• [Challenge a]:
In the thread about the usrloc module crash, what was the auth_radius module called in version 0.8.10?

-- START OF Text segment --

[Serusers] Crash in usrloc module [backtrace]
Maxim Sobolev
sobomax at portaone.com
Thu Apr 3 12:20:51 CEST 2003
We are using 0.8.10 (not a CVS one) with locally fixed radius module.
-Maxim
On Thu, Apr 03, 2003 at 12:43:52AM +0200, Jan Janak wrote:
> On 03-04 01:33, Maxim Sobolev wrote:
> > On Wed, Apr 02, 2003 at 11:15:59PM +0200, Jan Janak wrote:
> > > On 02-04 23:50, Maxim Sobolev wrote:
> > > > On Wed, Apr 02, 2003 at 10:33:36PM +0200, Jan Janak wrote:
> > > > > Hello,
> > > > >
> > > > > this is really strange, the structure could never be filled with zeroes
> > > > > under normal circumstancies. At least domain and aor must be set to
> > > > > non-zero value. After the structure is created these fields are automatically
> > > > > set. And they must be non-zero otherwise the structure would never be
> > > > > created.
> > > > >
> > > > > So either gdb doesn't show correct values or the memory has been
> > > > > corrupted somehow.
> > > >
> > > > Yes, it looks like that, because ptr is a valid pointer in the trace
> > > > and ptr->next shouldn't cause sig11. Maybe there is a problem with
> > > > locking? Is it possible that two or more processes would start
> > > > modifying _r linked list simulateneously, therefore breaking its
> > > > integrity?
> > >
> > > I reviewed the locking and haven't found any problem. We have been
> > > running ser for very long time without any problems (I think that
> > > locking problem would show up on iptel.org - it's registrar is very
> > > active).
> > >
> > > Could you please tar the sources along with the core dump (and log
> > > files if possible) and send it to me ? I currently have no clue why
> > > such a mysterious crash happended (it can be even HW problem) but I'd
> > > like to review it later.
> >
> > No problems, I'll do it for you. Could it be the problem related to the
> > fact that we are using auth_radius() to authenticate REGISTER requests
> > before allowing them in, while the Radius server talks to a MySQL database
> > and therefore, sometimes adds significant delay to processing (up to
> > several seconds)? In this case I think that it is quite possible that
> > expiration timer hits at the same moment of time when positive Radius reply
> > arrives and save() is called, causing bad things to happen
> >
>
> Are you using a CVS snapshot ? I though that you are using 0.8.10
> (from the info you sent me). auth_radius module is not available for
> 0.8.10 (it was called radius_auth).
>
> The situation you describe is not possible. radius authentication is
> done in a different module and save() is executed after the
> authentication completes successfully. So it doesn't matter how long
> the radius query takes.

-- END OF Text segment --

• [Challenge b]:
How many lines of the records below contain the string "petal", with case counting? Give only the number.

-- START OF Material provided --

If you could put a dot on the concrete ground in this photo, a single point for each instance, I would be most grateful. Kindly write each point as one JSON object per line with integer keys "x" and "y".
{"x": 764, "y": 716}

-- END OF Material provided --
-- START OF Material provided --

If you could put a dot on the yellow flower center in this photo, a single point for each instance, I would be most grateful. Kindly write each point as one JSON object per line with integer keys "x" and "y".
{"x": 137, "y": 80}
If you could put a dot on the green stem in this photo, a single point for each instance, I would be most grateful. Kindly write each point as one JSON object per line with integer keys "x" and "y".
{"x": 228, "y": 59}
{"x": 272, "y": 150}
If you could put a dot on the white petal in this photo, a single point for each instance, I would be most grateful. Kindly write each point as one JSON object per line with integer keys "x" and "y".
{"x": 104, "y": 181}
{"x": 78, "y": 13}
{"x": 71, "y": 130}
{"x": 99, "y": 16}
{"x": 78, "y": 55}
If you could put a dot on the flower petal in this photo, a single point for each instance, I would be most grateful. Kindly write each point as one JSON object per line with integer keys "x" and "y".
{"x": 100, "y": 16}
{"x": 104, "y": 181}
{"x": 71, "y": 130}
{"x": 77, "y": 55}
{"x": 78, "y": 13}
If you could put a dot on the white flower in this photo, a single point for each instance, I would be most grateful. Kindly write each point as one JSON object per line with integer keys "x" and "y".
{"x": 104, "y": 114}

-- END OF Material provided --

• [Task answer a]:
radius_auth

• [Task answer b]:
2